REQUEST:
Nothing before the line containing "Where in this photo can the dark night" belongs in the answer; quote that line and all lines after it through the end of the material, word for word.

DATA SUPPLIED:

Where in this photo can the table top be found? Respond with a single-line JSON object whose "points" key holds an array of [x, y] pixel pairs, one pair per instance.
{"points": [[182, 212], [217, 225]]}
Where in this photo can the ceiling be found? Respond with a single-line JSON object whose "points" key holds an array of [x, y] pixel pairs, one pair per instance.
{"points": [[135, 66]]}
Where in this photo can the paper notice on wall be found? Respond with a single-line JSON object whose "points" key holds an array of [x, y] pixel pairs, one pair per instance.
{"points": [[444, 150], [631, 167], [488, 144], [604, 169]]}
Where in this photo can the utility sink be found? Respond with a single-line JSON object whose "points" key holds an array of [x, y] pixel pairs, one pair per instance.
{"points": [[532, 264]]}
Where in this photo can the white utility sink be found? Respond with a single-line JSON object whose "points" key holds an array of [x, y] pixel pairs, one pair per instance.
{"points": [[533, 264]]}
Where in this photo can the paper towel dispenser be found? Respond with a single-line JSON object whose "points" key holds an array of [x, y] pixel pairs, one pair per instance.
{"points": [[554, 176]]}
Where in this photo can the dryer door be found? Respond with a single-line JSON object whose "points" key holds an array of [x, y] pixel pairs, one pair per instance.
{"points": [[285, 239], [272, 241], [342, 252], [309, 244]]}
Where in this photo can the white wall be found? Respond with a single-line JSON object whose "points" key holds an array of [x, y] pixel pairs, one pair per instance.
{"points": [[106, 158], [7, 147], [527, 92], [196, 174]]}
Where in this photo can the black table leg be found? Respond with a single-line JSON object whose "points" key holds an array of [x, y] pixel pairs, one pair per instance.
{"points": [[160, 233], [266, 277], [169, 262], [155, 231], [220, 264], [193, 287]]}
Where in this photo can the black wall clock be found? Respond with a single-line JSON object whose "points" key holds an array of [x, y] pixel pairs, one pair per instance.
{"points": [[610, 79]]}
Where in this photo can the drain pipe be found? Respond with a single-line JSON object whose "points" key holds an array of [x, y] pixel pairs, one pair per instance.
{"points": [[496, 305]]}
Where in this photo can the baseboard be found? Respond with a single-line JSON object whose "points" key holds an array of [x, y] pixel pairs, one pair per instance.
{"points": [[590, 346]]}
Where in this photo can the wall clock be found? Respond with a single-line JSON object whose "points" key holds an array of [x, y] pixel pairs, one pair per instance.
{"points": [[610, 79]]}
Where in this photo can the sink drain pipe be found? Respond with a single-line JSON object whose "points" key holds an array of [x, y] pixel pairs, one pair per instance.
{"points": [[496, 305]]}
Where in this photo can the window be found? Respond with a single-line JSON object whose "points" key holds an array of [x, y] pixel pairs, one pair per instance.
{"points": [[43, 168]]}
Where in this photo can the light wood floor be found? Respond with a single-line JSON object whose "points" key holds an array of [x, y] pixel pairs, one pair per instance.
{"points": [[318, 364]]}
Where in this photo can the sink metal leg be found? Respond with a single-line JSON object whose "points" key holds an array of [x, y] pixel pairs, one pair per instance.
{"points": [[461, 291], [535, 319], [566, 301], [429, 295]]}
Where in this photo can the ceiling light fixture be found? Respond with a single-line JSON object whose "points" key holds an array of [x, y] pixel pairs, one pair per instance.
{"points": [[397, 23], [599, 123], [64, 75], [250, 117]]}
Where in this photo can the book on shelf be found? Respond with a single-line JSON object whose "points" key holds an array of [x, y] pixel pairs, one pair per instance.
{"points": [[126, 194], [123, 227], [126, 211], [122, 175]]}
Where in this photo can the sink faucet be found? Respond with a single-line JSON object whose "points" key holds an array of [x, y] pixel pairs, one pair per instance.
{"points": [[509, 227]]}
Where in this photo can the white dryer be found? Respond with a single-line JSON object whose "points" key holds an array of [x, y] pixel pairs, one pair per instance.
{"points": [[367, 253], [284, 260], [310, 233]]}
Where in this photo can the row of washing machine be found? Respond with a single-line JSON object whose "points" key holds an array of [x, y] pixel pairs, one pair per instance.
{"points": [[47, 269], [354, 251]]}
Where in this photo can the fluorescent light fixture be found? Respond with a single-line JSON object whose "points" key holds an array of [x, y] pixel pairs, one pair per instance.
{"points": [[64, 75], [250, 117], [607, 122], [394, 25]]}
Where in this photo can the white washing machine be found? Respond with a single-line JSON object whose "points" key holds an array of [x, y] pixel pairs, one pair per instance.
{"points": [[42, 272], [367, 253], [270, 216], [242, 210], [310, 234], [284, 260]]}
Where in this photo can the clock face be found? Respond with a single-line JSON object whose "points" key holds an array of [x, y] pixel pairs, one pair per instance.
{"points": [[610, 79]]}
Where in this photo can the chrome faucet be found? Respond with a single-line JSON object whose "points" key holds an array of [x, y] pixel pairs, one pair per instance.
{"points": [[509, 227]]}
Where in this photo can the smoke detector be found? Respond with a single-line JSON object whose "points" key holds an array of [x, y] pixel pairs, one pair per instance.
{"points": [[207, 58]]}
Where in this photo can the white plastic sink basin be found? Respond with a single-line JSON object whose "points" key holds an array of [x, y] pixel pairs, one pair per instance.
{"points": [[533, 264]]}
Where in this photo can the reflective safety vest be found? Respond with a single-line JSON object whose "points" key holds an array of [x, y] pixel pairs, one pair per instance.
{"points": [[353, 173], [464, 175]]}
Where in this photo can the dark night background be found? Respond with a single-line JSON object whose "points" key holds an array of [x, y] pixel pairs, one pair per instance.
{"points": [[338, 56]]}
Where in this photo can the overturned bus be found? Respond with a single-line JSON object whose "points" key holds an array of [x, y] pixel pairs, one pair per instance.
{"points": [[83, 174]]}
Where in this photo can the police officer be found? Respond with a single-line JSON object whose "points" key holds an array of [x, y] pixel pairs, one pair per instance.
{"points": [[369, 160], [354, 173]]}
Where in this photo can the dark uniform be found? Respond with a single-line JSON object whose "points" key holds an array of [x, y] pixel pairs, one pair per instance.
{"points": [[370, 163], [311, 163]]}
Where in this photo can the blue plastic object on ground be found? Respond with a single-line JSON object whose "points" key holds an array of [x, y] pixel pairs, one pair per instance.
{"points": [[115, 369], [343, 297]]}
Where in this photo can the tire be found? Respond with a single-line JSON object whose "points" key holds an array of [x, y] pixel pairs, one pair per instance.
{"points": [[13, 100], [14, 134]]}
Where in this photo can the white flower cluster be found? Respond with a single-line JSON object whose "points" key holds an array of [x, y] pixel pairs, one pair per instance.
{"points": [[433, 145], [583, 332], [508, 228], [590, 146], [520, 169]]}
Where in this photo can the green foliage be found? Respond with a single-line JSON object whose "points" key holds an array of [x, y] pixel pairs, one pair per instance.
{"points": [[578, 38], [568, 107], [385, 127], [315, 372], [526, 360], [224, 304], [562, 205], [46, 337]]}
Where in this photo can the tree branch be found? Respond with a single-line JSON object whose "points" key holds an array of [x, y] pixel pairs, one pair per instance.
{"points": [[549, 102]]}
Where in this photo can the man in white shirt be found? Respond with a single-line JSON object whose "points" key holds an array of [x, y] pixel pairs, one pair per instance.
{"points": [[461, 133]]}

TASK OUTPUT:
Where in this photo can the dark night background be found? Respond with a single-line JSON object whose "points" key holds an array of [x, y] pixel pairs, one pair per instance.
{"points": [[338, 56]]}
Where in this photo can the overturned bus be found? Respond with a single-line JSON object whose "points" key holds an array of [x, y] pixel pairs, one pair per instance.
{"points": [[83, 174]]}
Where in this photo can the police officer be found? Respond with a single-line JSON object whose "points" key holds an array of [x, y] pixel pairs, one pair per instance.
{"points": [[369, 160], [354, 173]]}
Where in this photo can the dark uniform be found? Respond with a single-line JSON object whose "points" key holds an array of [x, y] pixel pairs, one pair per instance.
{"points": [[370, 163], [311, 163]]}
Where in this photo can the blue plastic object on ground be found? Respond with a single-line JSON object whose "points" key holds an array of [x, y] pixel pairs, one pair per instance.
{"points": [[115, 369], [343, 297]]}
Where in this photo can the tire be found? Respond with a single-line JSON object whose "points" key holds an array of [x, y] pixel pairs, one pair per instance.
{"points": [[13, 100], [14, 134]]}
Where in this photo can the white flower cluster be found? Respond with a single-line JSON object whose "points" key holds an array of [x, y] pixel pairs, one pair per instance.
{"points": [[433, 145], [583, 332], [508, 228], [590, 146], [520, 169]]}
Where in this photo can the green foliage be found? Respond with a single-line JSON object whose "points" key holds an array of [x, y] pixel pairs, one pair per instance.
{"points": [[578, 38], [568, 107], [385, 127], [315, 372], [526, 360], [224, 304], [562, 205], [46, 337]]}
Where in this photo can the tree branch be found? Respond with a single-line JSON object whose "points" key holds an array of [x, y] pixel pairs, one pair per instance.
{"points": [[549, 102]]}
Where in this photo can the man in white shirt be found? Respond with a single-line JSON object whose "points" key holds an array of [x, y] pixel pairs, one pair per instance.
{"points": [[461, 133]]}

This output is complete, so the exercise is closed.